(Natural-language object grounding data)
*** Block opens ***
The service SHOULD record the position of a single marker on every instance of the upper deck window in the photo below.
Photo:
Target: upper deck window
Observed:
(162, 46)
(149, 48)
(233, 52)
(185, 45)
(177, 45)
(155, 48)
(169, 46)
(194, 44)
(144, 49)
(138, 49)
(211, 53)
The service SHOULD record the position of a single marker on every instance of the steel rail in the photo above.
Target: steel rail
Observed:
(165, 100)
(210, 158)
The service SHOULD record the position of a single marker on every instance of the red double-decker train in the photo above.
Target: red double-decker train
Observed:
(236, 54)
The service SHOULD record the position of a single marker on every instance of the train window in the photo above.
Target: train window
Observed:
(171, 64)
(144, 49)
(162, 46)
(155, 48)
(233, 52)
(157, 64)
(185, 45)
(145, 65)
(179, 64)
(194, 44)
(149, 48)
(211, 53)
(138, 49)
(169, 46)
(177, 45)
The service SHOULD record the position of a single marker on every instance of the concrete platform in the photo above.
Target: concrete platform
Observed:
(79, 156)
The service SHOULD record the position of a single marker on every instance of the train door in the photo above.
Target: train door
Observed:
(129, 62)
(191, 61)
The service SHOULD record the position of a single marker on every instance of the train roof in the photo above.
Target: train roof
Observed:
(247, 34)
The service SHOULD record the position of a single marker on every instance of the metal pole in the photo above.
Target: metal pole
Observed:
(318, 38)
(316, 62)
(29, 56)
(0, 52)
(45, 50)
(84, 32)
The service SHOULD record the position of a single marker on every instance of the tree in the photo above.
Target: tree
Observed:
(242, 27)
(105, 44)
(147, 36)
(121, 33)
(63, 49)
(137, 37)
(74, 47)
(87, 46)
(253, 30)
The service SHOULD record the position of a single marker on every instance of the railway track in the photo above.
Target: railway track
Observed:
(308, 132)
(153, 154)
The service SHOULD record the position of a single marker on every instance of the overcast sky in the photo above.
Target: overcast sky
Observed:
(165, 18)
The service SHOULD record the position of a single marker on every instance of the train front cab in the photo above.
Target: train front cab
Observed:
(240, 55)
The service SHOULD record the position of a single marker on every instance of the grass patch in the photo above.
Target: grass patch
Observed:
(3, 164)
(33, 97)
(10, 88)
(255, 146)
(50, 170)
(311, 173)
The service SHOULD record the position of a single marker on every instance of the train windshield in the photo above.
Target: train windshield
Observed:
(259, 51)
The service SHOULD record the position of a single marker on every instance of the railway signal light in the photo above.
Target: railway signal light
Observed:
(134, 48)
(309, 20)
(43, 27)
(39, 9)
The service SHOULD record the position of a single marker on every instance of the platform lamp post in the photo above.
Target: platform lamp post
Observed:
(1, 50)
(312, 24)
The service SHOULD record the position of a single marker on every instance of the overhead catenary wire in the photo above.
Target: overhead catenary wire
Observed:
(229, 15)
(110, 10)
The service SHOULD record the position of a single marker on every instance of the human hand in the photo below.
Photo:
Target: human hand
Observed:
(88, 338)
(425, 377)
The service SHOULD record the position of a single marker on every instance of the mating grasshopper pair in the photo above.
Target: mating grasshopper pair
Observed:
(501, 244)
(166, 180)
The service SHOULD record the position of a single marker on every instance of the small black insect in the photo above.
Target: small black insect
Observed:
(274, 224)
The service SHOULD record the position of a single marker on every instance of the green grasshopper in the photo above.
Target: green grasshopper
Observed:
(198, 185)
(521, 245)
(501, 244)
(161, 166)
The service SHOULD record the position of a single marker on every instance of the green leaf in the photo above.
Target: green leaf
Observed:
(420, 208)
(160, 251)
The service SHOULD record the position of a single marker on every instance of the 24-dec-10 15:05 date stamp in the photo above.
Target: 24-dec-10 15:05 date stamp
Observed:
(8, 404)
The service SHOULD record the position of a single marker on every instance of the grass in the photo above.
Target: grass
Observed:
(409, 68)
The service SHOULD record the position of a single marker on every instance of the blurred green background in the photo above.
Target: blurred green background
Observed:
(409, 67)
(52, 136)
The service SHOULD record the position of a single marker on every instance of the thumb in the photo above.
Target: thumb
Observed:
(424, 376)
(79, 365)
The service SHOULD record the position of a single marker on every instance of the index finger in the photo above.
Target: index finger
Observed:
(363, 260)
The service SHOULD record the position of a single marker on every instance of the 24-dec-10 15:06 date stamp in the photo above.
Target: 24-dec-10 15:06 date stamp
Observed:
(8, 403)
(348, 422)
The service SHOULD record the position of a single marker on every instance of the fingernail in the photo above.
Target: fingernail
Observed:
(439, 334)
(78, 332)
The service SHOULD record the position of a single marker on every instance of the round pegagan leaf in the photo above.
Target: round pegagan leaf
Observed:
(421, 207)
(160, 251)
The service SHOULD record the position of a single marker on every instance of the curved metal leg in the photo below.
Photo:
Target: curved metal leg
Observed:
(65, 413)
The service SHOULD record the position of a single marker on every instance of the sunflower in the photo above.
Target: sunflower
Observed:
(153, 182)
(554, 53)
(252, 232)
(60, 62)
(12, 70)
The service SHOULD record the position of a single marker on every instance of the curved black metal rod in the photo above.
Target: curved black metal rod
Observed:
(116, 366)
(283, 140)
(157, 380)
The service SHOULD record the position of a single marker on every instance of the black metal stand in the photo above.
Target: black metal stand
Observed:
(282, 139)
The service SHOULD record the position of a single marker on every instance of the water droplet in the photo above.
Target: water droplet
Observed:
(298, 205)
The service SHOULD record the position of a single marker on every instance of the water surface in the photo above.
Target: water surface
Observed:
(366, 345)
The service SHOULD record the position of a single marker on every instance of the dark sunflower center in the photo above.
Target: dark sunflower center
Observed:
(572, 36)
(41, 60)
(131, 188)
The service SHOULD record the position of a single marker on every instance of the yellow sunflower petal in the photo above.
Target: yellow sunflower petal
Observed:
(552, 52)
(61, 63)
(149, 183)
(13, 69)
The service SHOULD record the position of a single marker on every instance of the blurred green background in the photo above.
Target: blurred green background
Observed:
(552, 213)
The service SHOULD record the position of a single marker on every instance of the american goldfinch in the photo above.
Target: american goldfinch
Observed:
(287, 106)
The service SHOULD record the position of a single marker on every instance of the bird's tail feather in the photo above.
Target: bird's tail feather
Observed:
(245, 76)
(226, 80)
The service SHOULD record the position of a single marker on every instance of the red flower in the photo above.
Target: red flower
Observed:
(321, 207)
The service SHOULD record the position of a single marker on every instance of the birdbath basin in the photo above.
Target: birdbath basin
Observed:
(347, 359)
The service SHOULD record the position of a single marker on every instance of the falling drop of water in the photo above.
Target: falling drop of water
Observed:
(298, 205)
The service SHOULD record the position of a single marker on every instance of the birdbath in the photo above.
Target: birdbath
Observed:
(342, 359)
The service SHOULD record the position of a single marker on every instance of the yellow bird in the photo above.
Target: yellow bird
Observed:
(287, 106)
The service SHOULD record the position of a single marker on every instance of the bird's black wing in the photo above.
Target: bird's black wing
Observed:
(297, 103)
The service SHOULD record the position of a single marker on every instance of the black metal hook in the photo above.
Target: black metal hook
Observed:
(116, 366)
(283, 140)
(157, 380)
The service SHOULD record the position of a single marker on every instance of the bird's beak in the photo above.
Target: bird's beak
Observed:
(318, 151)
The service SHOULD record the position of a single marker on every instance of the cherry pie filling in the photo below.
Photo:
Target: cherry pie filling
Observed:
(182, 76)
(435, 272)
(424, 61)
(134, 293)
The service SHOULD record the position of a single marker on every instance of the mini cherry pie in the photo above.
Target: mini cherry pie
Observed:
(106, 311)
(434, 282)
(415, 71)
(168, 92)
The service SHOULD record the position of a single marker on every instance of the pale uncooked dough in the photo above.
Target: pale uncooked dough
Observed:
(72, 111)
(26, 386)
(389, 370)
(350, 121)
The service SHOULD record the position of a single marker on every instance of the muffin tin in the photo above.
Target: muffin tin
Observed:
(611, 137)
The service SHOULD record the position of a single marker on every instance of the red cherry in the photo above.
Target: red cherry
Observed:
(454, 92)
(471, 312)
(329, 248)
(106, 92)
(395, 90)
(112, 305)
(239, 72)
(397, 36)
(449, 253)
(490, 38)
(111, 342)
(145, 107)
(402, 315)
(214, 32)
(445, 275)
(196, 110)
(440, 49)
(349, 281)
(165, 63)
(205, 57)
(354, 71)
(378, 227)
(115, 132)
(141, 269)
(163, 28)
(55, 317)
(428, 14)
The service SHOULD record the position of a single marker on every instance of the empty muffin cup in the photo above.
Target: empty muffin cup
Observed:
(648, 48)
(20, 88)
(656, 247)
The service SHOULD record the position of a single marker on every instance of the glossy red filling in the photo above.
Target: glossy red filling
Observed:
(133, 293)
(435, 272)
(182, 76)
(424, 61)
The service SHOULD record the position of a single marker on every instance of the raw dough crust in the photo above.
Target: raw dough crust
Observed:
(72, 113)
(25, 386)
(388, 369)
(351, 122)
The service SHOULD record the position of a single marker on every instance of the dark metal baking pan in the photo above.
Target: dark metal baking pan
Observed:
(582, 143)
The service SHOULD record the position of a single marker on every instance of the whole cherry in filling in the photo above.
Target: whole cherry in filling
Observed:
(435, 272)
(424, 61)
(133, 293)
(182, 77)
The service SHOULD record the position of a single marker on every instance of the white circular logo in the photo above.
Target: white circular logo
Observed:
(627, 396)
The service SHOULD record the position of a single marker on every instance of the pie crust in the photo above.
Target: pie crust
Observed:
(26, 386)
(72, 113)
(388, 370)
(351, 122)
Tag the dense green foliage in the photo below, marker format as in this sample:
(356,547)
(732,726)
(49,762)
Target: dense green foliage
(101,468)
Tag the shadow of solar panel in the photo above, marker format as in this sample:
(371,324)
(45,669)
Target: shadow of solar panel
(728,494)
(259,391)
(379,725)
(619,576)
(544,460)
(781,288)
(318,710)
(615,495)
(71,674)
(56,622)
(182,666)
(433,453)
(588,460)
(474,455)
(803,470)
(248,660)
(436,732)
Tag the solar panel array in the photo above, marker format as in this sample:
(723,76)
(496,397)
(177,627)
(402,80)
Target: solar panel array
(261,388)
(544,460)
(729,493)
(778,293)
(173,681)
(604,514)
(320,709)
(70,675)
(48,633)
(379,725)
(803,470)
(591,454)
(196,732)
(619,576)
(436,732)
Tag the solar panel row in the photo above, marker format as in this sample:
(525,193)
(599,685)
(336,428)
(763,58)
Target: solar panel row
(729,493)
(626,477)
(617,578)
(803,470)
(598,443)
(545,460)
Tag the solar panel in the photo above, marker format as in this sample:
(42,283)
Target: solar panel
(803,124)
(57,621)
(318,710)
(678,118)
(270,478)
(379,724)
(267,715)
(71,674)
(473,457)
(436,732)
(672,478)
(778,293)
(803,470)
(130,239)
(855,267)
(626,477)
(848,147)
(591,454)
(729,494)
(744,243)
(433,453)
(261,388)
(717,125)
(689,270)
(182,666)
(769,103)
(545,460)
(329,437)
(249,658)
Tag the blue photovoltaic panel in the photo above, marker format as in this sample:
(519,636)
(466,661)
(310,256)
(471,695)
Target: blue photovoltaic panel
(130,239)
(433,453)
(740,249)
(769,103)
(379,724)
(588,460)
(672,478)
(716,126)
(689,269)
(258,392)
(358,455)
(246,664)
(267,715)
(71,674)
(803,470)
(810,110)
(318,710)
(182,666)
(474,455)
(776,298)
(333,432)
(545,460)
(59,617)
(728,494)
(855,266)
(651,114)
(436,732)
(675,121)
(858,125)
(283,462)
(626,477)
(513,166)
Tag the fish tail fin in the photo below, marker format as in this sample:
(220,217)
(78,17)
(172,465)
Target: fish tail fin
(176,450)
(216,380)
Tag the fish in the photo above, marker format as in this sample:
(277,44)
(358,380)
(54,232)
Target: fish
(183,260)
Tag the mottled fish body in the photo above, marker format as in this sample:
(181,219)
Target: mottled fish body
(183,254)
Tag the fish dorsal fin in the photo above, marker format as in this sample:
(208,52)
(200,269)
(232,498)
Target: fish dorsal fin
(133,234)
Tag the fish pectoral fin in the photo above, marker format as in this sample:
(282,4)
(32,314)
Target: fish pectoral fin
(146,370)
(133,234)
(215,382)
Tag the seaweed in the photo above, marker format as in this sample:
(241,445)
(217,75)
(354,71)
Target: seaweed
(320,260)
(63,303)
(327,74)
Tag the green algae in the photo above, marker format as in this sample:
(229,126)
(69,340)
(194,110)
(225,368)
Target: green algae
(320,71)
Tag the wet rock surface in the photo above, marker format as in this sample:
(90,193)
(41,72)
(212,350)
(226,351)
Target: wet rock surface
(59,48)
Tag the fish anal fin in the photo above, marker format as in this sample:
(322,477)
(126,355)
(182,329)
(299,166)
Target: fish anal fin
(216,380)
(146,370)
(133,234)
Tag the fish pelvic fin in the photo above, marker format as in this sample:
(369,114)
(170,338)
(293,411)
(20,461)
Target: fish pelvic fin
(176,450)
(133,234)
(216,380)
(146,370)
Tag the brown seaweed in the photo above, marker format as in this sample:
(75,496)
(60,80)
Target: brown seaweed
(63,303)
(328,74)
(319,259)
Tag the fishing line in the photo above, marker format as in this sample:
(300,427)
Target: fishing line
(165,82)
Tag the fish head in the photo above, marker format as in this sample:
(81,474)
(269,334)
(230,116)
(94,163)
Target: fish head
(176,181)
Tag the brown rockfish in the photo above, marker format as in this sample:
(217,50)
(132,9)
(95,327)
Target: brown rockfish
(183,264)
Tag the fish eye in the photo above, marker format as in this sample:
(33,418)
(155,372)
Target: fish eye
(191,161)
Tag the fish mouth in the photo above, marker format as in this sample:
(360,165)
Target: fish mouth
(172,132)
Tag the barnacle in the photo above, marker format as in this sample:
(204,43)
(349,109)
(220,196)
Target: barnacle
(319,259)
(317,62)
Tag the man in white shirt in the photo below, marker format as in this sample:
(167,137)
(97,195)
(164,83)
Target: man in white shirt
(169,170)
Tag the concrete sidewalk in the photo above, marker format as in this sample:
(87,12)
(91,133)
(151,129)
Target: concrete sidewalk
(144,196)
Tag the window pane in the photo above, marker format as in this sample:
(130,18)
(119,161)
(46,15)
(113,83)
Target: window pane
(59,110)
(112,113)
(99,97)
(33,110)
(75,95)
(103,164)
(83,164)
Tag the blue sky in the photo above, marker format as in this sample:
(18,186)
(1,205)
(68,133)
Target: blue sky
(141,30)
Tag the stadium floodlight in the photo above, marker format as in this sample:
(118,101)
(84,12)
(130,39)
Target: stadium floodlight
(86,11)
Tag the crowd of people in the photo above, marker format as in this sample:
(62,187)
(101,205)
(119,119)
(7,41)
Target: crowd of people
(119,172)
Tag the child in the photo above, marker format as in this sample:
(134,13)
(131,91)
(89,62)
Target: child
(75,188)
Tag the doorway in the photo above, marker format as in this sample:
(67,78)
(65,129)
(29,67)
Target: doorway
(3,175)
*** Block closes ***
» Work instructions
Every line above with the word "insect" belongs in the answer, copied as written.

» Result below
The service SHOULD record the position of a single marker on every instance of the small black insect in the photo above.
Target: small black insect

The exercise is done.